ABOUT THIS TASK -> An exact reproduction of the records is required. Images must be left out.

INPUT DATA ->

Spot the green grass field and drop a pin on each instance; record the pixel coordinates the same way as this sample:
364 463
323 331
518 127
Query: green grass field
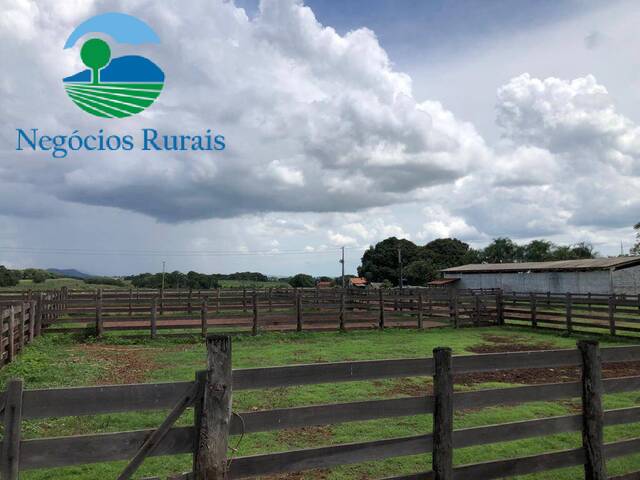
249 284
57 283
113 100
64 361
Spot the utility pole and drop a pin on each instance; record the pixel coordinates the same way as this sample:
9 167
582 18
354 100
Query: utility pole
400 266
342 262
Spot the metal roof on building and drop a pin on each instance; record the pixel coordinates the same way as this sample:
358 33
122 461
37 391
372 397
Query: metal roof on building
443 281
615 263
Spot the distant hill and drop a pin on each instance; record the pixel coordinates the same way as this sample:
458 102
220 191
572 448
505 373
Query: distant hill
129 69
69 273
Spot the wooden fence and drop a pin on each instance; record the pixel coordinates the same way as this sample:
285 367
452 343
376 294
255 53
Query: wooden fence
19 325
210 394
593 313
269 309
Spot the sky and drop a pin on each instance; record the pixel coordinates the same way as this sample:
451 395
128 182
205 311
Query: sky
344 123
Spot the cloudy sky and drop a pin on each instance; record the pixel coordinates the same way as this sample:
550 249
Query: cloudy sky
345 123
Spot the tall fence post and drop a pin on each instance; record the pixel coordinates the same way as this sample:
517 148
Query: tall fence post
22 323
210 462
381 302
39 313
342 312
499 308
11 348
454 308
244 299
612 314
298 295
33 311
442 459
10 460
592 415
99 324
476 309
203 318
154 317
569 313
254 329
534 310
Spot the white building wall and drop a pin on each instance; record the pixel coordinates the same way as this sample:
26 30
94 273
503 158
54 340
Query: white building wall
627 280
598 281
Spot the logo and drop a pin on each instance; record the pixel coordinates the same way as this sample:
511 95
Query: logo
114 87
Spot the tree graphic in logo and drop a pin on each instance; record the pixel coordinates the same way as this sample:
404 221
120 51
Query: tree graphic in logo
114 87
95 54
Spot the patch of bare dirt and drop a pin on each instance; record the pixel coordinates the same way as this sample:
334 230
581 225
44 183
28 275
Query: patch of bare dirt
501 338
510 347
318 434
322 474
125 363
532 376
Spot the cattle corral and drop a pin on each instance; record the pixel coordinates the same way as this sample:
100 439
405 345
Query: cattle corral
330 420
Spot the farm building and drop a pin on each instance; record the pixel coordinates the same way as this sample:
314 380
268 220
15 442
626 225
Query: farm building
598 275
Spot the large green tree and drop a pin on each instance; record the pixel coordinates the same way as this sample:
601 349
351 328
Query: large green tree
420 272
380 262
8 278
635 250
302 280
502 250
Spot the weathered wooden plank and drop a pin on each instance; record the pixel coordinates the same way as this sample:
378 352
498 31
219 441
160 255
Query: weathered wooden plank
10 453
592 416
210 460
325 457
152 442
103 447
442 459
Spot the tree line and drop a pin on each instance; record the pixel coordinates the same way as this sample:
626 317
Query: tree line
422 263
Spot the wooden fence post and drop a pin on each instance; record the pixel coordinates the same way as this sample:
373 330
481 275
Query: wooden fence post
10 460
32 319
454 306
342 312
592 415
11 348
203 318
21 323
244 299
254 329
568 313
612 314
476 309
499 308
442 461
154 317
381 302
99 324
210 462
39 313
298 311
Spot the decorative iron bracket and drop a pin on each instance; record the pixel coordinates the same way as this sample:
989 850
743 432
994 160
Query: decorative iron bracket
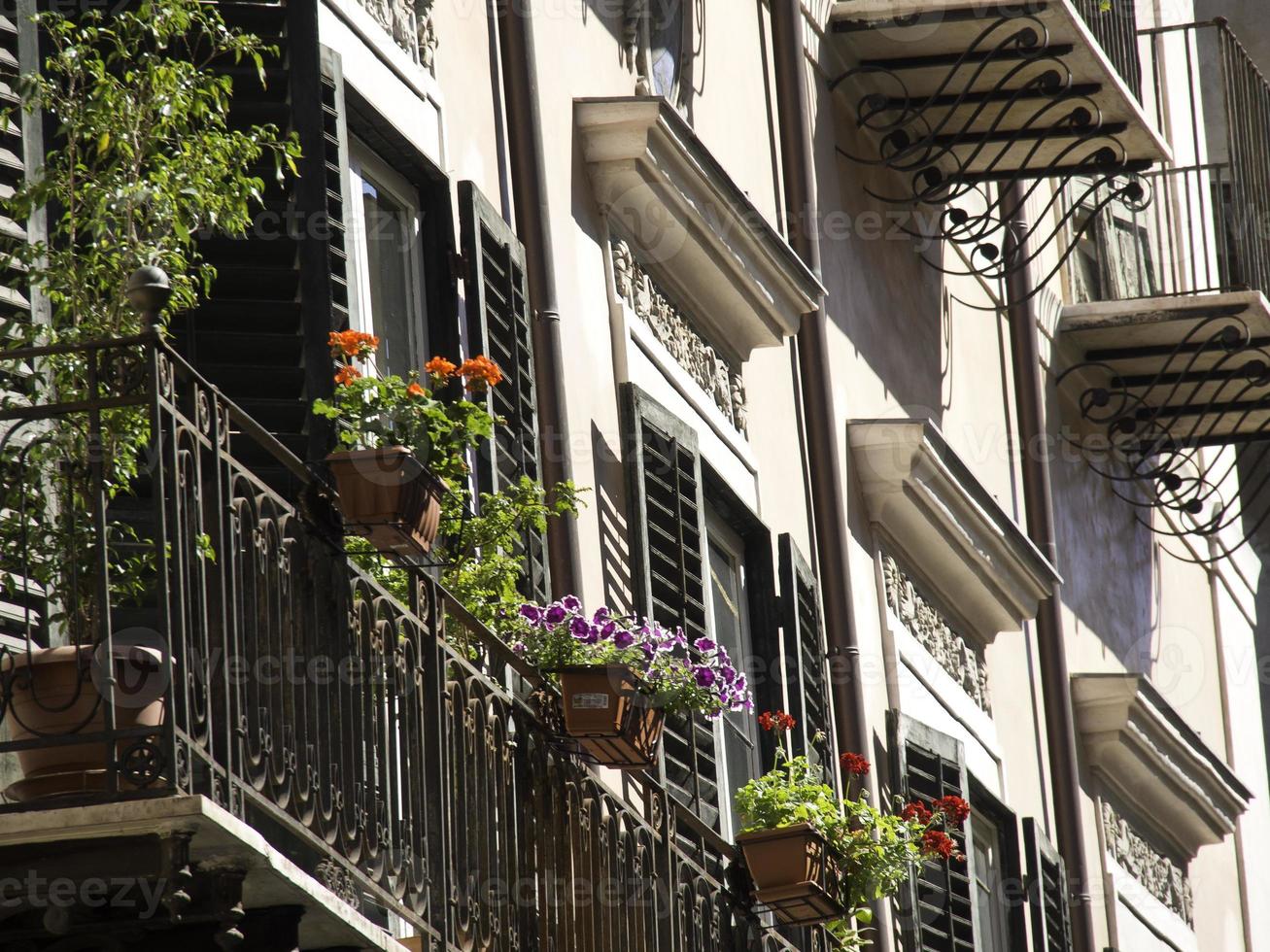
963 106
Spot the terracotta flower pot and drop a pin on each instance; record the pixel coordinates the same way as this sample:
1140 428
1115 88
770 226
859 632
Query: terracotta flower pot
53 696
389 497
610 716
794 874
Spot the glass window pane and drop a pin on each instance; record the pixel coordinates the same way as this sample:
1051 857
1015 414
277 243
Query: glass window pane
388 263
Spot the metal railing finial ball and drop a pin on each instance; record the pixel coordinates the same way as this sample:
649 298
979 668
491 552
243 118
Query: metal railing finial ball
149 290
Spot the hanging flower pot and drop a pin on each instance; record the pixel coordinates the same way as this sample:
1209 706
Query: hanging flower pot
50 694
620 677
607 714
389 497
794 873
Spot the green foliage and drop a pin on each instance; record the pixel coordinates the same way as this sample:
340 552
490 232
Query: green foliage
875 852
144 164
385 412
483 553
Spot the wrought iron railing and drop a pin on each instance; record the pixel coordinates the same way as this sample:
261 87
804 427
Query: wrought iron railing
1205 228
1114 23
401 743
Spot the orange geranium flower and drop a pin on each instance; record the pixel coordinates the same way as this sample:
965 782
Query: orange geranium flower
352 343
439 367
480 372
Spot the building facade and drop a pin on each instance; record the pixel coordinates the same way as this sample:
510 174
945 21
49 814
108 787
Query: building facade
912 349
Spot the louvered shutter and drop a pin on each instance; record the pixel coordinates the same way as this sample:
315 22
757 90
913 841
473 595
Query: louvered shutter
804 648
938 909
1047 893
499 325
260 335
667 560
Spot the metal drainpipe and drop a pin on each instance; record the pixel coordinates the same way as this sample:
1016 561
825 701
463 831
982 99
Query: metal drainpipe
1039 503
828 507
532 221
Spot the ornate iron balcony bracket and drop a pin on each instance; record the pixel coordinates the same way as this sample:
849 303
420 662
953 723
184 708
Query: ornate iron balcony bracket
1152 414
964 104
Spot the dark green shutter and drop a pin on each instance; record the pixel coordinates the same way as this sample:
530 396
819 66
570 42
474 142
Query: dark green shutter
803 631
938 909
1047 893
499 325
667 562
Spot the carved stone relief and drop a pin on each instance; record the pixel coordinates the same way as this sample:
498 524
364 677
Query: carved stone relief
409 23
962 661
673 329
1158 874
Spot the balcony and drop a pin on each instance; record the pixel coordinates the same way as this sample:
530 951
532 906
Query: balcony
330 760
1169 319
962 100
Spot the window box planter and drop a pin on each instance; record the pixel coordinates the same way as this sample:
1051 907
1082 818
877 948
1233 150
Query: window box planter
794 874
389 497
610 716
51 695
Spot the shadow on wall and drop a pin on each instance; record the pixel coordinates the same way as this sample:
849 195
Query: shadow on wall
1107 556
1256 524
883 297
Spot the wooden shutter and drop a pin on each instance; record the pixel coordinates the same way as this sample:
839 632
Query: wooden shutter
667 561
1047 891
938 909
806 649
500 326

ANSWER FOR THE TASK ->
Spot the green grass field and drop a pin on each instance; record the pixel coordinates the same way as this sample:
364 463
323 331
518 127
Query: green grass field
249 284
57 283
113 100
64 361
Spot the utility pole and drop a pin on each instance; record the pixel coordinates the same way as this sample:
9 167
582 18
354 100
Query: utility pole
400 266
342 262
Spot the metal roof on building and drop a pin on each instance; record the pixel coordinates the same way as this sample:
358 33
122 461
37 391
372 397
Query: metal roof on building
443 281
615 263
Spot the distant hill and drop a pin on each instance; record the pixel coordinates the same way as this sample:
458 102
220 191
572 448
505 373
Query: distant hill
129 69
69 273
Spot the wooden fence and drop a pin on each instance; record the pixel coordinates the same way as this sample:
285 367
452 343
376 294
255 53
Query: wooden fence
19 325
210 394
593 313
269 309
Spot the sky and drop a pin on each instance; record the pixel coordinates the same way as this sample:
451 395
128 182
205 311
Query: sky
344 123
Spot the cloudy sky and drop a pin on each instance; record the pixel coordinates the same way as this sample:
550 249
Query: cloudy sky
345 123
Spot the tall fence post and drop a pin on each instance; record the pixel coordinates the same way as this sample:
517 148
Query: tall fence post
22 323
210 462
381 302
39 313
342 312
499 308
11 348
454 308
244 299
612 314
298 295
33 311
442 459
10 460
592 415
99 324
476 309
203 318
154 317
569 313
254 329
534 310
Spot the white building wall and drop a pin on each instance; record the pixel coordinates the same way as this sample:
26 30
94 273
503 158
54 340
Query: white building wall
627 280
598 281
Spot the logo and drop a pin on each instance; record the pixel coordinates the same way as this sample:
511 95
Query: logo
114 87
Spot the tree graphic in logo and drop a pin on each instance; record the pixel coordinates the same way as this sample:
404 221
120 51
Query: tree graphic in logo
114 87
95 54
Spot the patch of bare dirt and drop a pin on each instance; record the pixel coordinates the same way as this sample:
334 230
581 225
44 183
28 275
Query: patch of bare dirt
501 338
510 347
318 434
322 474
125 363
532 376
Spot the cattle corral and drop a pin on each instance; record the pixel coordinates the same way as this sample:
100 439
405 345
Query: cattle corral
330 420
Spot the farm building and drop a pin on each instance; record the pixel coordinates the same way as this sample:
314 380
268 220
15 442
626 225
Query: farm building
598 275
Spot the large green tree and drop a pin on each instance; record the pixel coordinates the same way as this sample:
601 349
351 328
Query: large green tree
420 272
380 262
8 278
635 250
302 280
502 250
Spot the weathered wooden plank and drop a pin on each instance; record the pixel coordinates the same way as this sample:
378 352
498 31
219 441
160 255
Query: weathered wooden plank
10 453
592 416
210 460
325 457
152 442
103 447
442 459
Spot the tree line and drop a pin on each instance; record the pixel coordinates the same way as this sample:
626 317
Query: tree line
422 263
Spot the wooden fence post and drop a pin on each instance; record the pixel coordinates the same way as this sample:
373 330
481 275
Query: wooden fence post
10 460
32 319
454 306
342 312
592 415
11 348
203 318
21 323
244 299
254 329
568 313
612 314
476 309
499 308
442 461
154 317
381 302
99 324
210 462
39 313
298 311
Spot the decorative iron bracket and drop a pin on each instance; record the pixel coordinates the same way as this sample:
989 850
743 432
994 160
Query: decorative iron bracket
963 106
Spot the terracotta flower pot and drop a pin on each instance; record the pixel coordinates the same way as this sample:
1140 428
1115 88
770 226
859 632
Query: terracotta flower pot
53 696
389 497
610 716
794 874
Spot the glass window pane and drop a pin on each instance; record the pixel coordinates the same way as this sample:
1051 857
1015 414
277 243
Query: glass window pane
388 263
Spot the metal railing finial ball and drop a pin on each instance; record the pixel coordinates the same way as this sample:
649 298
979 668
491 552
243 118
Query: metal railing finial ball
149 290
Spot the hanging flower pot and drop a pin on each instance; record the pixel coordinates the same way as this sample:
1209 706
Query: hanging flower pot
50 694
620 677
607 714
389 497
794 873
Spot the green foliage and drop a pin on each instance; record the pixel coordinates the same way as this sample:
340 552
490 232
Query: green foliage
875 852
144 164
385 412
483 553
Spot the wrought iron railing and drop a pin on each instance; record the pixel coordinates the same way as this sample:
261 87
804 427
Query: wrought iron railing
1205 228
1114 23
401 743
Spot the orange geranium flower and drop a pin on each instance; record the pixel coordinates the same way as this sample:
965 782
Query: orange geranium flower
352 343
439 367
480 372
Spot the building facade and drop a pin on each instance; record the pixel coordinates the same way as this sample:
510 174
945 21
49 814
108 787
Query: building facade
912 349
Spot the louvered shutter and drop a pin on each instance; record the pixel coordinates the same way as this sample:
315 22
757 90
913 841
473 595
Query: louvered shutter
804 648
938 909
1047 893
499 325
260 335
667 560
Spot the metal drainpipe and drop a pin on each instance; record the pixel coordinates the same way as this sample:
1016 561
825 701
463 831
982 99
Query: metal drainpipe
1039 503
828 507
532 221
Spot the ornate iron balcony bracket and drop a pin on each instance; record the pixel coordinates the same way as this sample:
849 303
420 662
953 723
184 708
Query: ornate iron balcony bracket
1152 414
964 104
Spot the dark green shutter and drop a pin on each instance; record the pixel coordinates the same way as this sample:
530 396
819 66
570 42
474 142
Query: dark green shutter
803 631
938 909
1047 893
499 325
667 562
Spot the carved stone relief and drop a pin on each instance; record the pixel coordinates the same way as this sample:
498 524
364 677
Query: carved stone relief
409 23
962 661
673 329
1158 874
Spot the balcony and drop a pin on each instance; record the pixel coordinates the same way as this sample:
530 951
532 906
Query: balcony
330 760
1169 319
962 100
Spot the window box planter and drop a pin on each instance; record the pixel coordinates the same way as this sample:
1051 907
1082 818
877 948
1233 150
Query: window box planter
794 874
389 497
610 716
51 695
Spot the shadow on wall and drop a pin on each instance; record the pixel coordinates the same way as this sample:
849 195
Query: shadow on wall
1107 556
1256 524
883 297
Spot the wooden shutter and drop a pin on each instance; record the pixel coordinates the same way as this sample:
839 632
Query: wooden shutter
667 561
1047 891
938 909
806 649
500 326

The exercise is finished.